[Segmentation dataset records]
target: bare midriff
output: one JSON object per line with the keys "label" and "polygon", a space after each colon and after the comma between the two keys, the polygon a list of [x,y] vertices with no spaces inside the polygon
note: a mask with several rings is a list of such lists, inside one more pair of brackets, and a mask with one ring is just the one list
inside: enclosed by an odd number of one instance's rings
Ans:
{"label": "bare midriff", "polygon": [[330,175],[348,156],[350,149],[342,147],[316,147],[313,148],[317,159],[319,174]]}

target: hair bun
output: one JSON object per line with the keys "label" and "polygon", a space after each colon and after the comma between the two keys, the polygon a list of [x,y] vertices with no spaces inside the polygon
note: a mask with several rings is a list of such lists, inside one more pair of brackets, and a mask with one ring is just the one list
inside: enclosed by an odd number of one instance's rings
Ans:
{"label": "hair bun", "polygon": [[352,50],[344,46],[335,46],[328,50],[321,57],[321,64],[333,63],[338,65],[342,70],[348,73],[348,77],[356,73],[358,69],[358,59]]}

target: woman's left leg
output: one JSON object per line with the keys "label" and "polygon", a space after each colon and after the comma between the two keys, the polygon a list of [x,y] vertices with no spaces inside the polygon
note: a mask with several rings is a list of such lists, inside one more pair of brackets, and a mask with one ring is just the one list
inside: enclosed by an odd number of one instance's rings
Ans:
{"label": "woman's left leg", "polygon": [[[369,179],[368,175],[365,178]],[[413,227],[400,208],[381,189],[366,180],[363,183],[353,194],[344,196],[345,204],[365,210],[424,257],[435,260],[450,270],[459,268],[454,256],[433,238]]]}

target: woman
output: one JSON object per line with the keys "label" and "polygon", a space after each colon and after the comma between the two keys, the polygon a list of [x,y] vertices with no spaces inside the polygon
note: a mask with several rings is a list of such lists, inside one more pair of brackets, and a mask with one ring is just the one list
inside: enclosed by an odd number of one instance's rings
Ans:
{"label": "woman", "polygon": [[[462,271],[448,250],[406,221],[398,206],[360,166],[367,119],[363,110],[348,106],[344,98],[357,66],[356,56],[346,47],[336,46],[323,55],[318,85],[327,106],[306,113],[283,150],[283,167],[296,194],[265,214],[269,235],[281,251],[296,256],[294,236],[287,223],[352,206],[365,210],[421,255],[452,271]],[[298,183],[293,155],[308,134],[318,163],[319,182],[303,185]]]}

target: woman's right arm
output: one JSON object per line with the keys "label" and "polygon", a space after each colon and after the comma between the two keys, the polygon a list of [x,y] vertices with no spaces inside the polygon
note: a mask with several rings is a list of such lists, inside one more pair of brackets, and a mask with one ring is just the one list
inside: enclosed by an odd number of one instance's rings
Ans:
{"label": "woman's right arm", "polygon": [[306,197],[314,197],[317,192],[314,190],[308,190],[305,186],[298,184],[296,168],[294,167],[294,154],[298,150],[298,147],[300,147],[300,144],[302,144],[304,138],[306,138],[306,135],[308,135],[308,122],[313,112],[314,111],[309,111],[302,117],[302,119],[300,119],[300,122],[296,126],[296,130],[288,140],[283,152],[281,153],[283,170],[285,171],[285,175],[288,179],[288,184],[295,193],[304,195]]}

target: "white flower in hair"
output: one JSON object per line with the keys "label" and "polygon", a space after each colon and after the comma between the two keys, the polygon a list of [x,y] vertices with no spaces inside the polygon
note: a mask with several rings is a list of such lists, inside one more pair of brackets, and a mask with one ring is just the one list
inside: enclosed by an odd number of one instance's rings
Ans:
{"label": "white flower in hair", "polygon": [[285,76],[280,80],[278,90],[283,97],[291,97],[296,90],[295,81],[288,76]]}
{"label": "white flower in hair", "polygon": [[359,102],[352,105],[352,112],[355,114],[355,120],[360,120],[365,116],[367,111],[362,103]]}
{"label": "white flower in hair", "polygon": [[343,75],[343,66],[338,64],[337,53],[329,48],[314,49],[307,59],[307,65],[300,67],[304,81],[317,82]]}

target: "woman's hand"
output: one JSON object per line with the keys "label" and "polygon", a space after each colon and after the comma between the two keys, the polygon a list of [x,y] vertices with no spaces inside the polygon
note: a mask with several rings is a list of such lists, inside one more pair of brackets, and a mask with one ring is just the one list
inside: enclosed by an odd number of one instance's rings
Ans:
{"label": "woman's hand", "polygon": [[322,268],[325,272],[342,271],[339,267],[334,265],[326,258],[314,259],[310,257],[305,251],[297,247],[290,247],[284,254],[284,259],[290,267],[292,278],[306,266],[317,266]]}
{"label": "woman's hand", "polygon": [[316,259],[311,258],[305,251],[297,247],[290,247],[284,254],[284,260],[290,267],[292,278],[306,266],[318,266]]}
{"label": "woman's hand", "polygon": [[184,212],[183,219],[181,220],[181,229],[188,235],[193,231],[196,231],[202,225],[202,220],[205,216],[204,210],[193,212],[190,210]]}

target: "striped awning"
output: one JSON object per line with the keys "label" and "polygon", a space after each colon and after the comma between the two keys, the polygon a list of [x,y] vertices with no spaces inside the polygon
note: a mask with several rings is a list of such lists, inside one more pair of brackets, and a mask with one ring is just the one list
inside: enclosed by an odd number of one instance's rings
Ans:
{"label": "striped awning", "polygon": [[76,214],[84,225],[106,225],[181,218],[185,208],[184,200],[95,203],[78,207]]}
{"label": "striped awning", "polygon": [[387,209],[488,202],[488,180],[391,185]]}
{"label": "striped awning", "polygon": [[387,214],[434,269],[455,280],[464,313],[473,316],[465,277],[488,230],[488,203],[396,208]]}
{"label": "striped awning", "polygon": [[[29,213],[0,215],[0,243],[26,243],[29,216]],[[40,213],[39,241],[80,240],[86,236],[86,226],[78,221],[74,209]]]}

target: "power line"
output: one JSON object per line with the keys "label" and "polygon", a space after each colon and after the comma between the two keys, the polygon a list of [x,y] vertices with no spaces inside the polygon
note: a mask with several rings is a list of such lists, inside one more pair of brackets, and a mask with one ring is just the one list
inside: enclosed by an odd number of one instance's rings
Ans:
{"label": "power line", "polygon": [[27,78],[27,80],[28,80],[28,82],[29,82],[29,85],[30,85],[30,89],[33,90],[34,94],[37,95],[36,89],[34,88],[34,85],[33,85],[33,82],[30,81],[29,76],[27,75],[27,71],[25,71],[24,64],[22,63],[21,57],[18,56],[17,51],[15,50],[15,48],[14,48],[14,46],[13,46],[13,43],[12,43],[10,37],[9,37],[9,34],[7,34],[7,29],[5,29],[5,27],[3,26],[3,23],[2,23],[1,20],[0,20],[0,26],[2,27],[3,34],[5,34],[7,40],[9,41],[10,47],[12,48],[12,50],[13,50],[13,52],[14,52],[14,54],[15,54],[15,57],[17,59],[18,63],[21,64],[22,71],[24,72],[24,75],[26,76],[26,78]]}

#### [WRITTEN INSTRUCTION]
Above are the records; copy all of them exactly.

#### [COMPLETE ANSWER]
target: bare midriff
output: one JSON object per line with the keys "label" and "polygon", a space after each colon and after the comma between the two keys, the polygon a list of [x,y] vertices with no spaces inside the polygon
note: a mask with several rings is a list of such lists, inside one more pair of brackets, and a mask with one ring is just the one list
inside: enclosed by an odd number of one instance's rings
Ans:
{"label": "bare midriff", "polygon": [[330,175],[348,156],[350,149],[342,147],[316,147],[313,148],[317,159],[319,174]]}

target: hair bun
output: one JSON object per line with the keys "label" and "polygon", a space after each colon and after the comma between the two keys, the polygon a list of [x,y] vertices with no spaces inside the polygon
note: a mask with several rings is a list of such lists, inside one more pair of brackets, and a mask with one ring is just the one list
inside: enclosed by an odd number of one instance's rings
Ans:
{"label": "hair bun", "polygon": [[352,50],[344,46],[335,46],[328,50],[321,57],[321,64],[333,63],[338,65],[342,70],[348,73],[348,77],[356,73],[358,69],[358,59]]}

target: woman's left leg
output: one JSON object per line with the keys "label" and "polygon", a space after each colon and after the comma between the two keys, the polygon a list of [x,y] vertices with no spaces inside the polygon
note: a mask with several rings is a list of such lists, inside one more pair of brackets, and a mask with one ring is just the one list
inside: enclosed by an odd number of one instance's rings
Ans:
{"label": "woman's left leg", "polygon": [[[369,179],[368,175],[365,178]],[[413,227],[400,208],[381,189],[366,180],[363,183],[353,194],[344,196],[345,204],[365,210],[424,257],[435,260],[450,270],[459,268],[454,256],[433,238]]]}

target: woman
output: one JSON object per line with the keys "label" and "polygon", a space after each colon and after the comma between the two keys, the polygon a list of [x,y] vertices with no spaces inside the polygon
note: a mask with several rings is a list of such lists, inside one more pair of brackets, and a mask with one ring is just the one list
inside: enclosed by an odd number of one instance's rings
Ans:
{"label": "woman", "polygon": [[[462,271],[448,250],[406,221],[398,206],[360,166],[367,119],[363,110],[348,106],[344,98],[357,66],[356,56],[346,47],[336,46],[323,55],[318,85],[327,106],[306,113],[283,150],[283,167],[296,194],[265,214],[269,235],[281,251],[296,256],[294,236],[287,223],[352,206],[365,210],[421,255],[452,271]],[[298,183],[293,155],[308,134],[318,163],[319,182],[303,185]]]}

target: woman's right arm
output: one JSON object per line with the keys "label" and "polygon", a space after each colon and after the comma between the two keys, the polygon a list of [x,y] vertices with no spaces inside the polygon
note: a mask with several rings is a list of such lists, inside one more pair of brackets, and a mask with one ring is just the one list
inside: enclosed by an odd number of one instance's rings
Ans:
{"label": "woman's right arm", "polygon": [[306,197],[314,197],[317,192],[314,190],[308,190],[305,186],[298,184],[296,168],[294,167],[294,154],[298,150],[298,147],[300,147],[300,144],[302,144],[304,138],[306,138],[306,135],[308,135],[308,122],[313,112],[314,111],[309,111],[302,117],[302,119],[300,119],[300,122],[296,126],[296,130],[288,140],[283,152],[281,153],[283,170],[285,171],[285,175],[288,179],[288,184],[295,193],[304,195]]}

target: "white flower in hair"
output: one JSON object per line with the keys "label" and "polygon", a space after each colon and after the comma between the two keys, the polygon a list of [x,y] vertices with no spaces inside the polygon
note: a mask with several rings is a list of such lists, inside one more pair of brackets, and a mask with one ring is just the one list
inside: enclosed by an odd number of one instance's rings
Ans:
{"label": "white flower in hair", "polygon": [[285,76],[280,80],[278,90],[283,97],[291,97],[296,90],[295,81],[288,76]]}
{"label": "white flower in hair", "polygon": [[359,102],[352,105],[352,112],[355,114],[355,120],[360,120],[365,116],[367,111],[362,103]]}
{"label": "white flower in hair", "polygon": [[343,75],[343,66],[338,64],[337,53],[329,48],[314,49],[307,59],[307,65],[300,67],[304,81],[317,82]]}

target: "woman's hand"
output: one JSON object per line with the keys "label" and "polygon", a space after each colon and after the comma between the two keys, the polygon a list of [x,y] vertices with no spaces inside the polygon
note: a mask with several rings is a list of such lists, inside one more pair of brackets, and a mask with one ring is just the one list
inside: enclosed by an odd number of one instance's rings
Ans:
{"label": "woman's hand", "polygon": [[322,268],[325,272],[342,271],[339,267],[334,265],[326,258],[314,259],[310,257],[305,251],[297,247],[290,247],[284,254],[284,259],[290,267],[292,278],[306,266],[317,266]]}
{"label": "woman's hand", "polygon": [[316,259],[311,258],[305,251],[297,247],[290,247],[284,254],[284,260],[290,267],[292,278],[306,266],[318,266]]}
{"label": "woman's hand", "polygon": [[184,212],[183,219],[181,220],[181,229],[188,235],[193,231],[196,231],[202,225],[202,220],[205,216],[204,210],[193,212],[190,210]]}

target: "striped awning"
output: one JSON object per line with the keys "label" and "polygon", a space after each colon and after the comma between the two keys, the polygon a list of [x,y] vertices with no spaces inside the polygon
note: a mask with several rings is a list of such lists, inside one more pair of brackets, and a mask with one ring is just the one list
inside: enclosed by an odd number of one instance's rings
Ans:
{"label": "striped awning", "polygon": [[76,214],[84,225],[106,225],[181,218],[185,208],[184,200],[95,203],[78,207]]}
{"label": "striped awning", "polygon": [[387,209],[488,202],[488,180],[391,185]]}
{"label": "striped awning", "polygon": [[387,214],[434,269],[455,280],[464,313],[473,316],[465,277],[488,230],[488,203],[396,208]]}
{"label": "striped awning", "polygon": [[[29,213],[0,215],[0,243],[26,243],[29,216]],[[40,213],[39,241],[80,240],[86,236],[86,226],[78,221],[74,209]]]}

target: "power line"
output: one JSON object per line with the keys "label" and "polygon", a space after each colon and after the comma between the two keys, the polygon a list of [x,y] vertices with no spaces inside the polygon
note: a mask with several rings is a list of such lists, inside one more pair of brackets, and a mask with one ring is just the one list
inside: enclosed by an odd number of one instance's rings
Ans:
{"label": "power line", "polygon": [[27,78],[27,80],[28,80],[28,82],[29,82],[29,85],[30,85],[30,89],[33,90],[34,94],[37,95],[36,89],[34,88],[34,85],[33,85],[33,82],[30,81],[29,76],[27,75],[27,71],[25,71],[24,64],[22,63],[21,57],[18,56],[17,51],[15,50],[15,48],[14,48],[14,46],[13,46],[13,43],[12,43],[10,37],[9,37],[9,34],[7,34],[7,29],[5,29],[5,27],[3,26],[3,23],[2,23],[1,20],[0,20],[0,26],[2,27],[3,34],[5,34],[7,40],[9,41],[10,47],[12,48],[12,50],[13,50],[13,52],[14,52],[14,54],[15,54],[15,57],[17,59],[18,63],[21,64],[22,71],[24,72],[24,75],[26,76],[26,78]]}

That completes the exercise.